# WHAT IS REQUIRED:
Write out the material below again, swapping each "Response body" for "Reply body" and leaving everything else as it is.

# MATERIAL SHOWN:

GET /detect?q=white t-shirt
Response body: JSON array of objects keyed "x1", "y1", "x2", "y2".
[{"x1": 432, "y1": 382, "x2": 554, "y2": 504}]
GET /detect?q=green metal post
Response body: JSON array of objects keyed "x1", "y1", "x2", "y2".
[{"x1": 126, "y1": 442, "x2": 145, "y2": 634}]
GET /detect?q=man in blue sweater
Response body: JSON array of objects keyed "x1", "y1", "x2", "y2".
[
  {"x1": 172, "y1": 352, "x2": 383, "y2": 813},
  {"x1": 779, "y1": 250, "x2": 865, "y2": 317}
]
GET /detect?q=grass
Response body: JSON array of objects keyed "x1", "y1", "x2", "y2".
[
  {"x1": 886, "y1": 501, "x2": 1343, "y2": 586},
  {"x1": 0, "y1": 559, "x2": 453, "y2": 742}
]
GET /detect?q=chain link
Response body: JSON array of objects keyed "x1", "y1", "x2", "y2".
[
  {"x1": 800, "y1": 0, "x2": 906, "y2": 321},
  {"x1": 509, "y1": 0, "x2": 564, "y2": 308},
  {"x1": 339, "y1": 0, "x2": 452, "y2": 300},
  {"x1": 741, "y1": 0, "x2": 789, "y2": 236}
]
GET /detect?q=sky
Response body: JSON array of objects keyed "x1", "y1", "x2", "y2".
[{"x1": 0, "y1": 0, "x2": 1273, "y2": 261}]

# WRITTEN ANSWER:
GET /detect?q=white t-shirt
Reply body: JSON array of objects keyed "x1", "y1", "x2", "y2".
[{"x1": 432, "y1": 382, "x2": 554, "y2": 504}]
GET /detect?q=green metal post
Reply body: JSON array of objects keyed "x1", "y1", "x2", "y2".
[{"x1": 126, "y1": 442, "x2": 145, "y2": 634}]
GET /detect?q=man in blue sweater
Reply body: JSON array of objects keyed "x1", "y1", "x2", "y2".
[
  {"x1": 172, "y1": 352, "x2": 383, "y2": 813},
  {"x1": 779, "y1": 250, "x2": 865, "y2": 317}
]
GET /detect?q=grass
Reply body: JSON array of objects keyed "x1", "y1", "x2", "y2".
[
  {"x1": 886, "y1": 501, "x2": 1343, "y2": 586},
  {"x1": 0, "y1": 559, "x2": 453, "y2": 742}
]
GET /detect?q=chain link
Reply body: JSON array of objects keyed "x1", "y1", "x2", "y2".
[
  {"x1": 800, "y1": 0, "x2": 906, "y2": 321},
  {"x1": 509, "y1": 0, "x2": 564, "y2": 308},
  {"x1": 339, "y1": 0, "x2": 452, "y2": 300},
  {"x1": 741, "y1": 0, "x2": 789, "y2": 236}
]
GET /detect?q=sky
Reply body: JSON array of objects keyed "x1", "y1", "x2", "y2".
[{"x1": 0, "y1": 0, "x2": 1273, "y2": 261}]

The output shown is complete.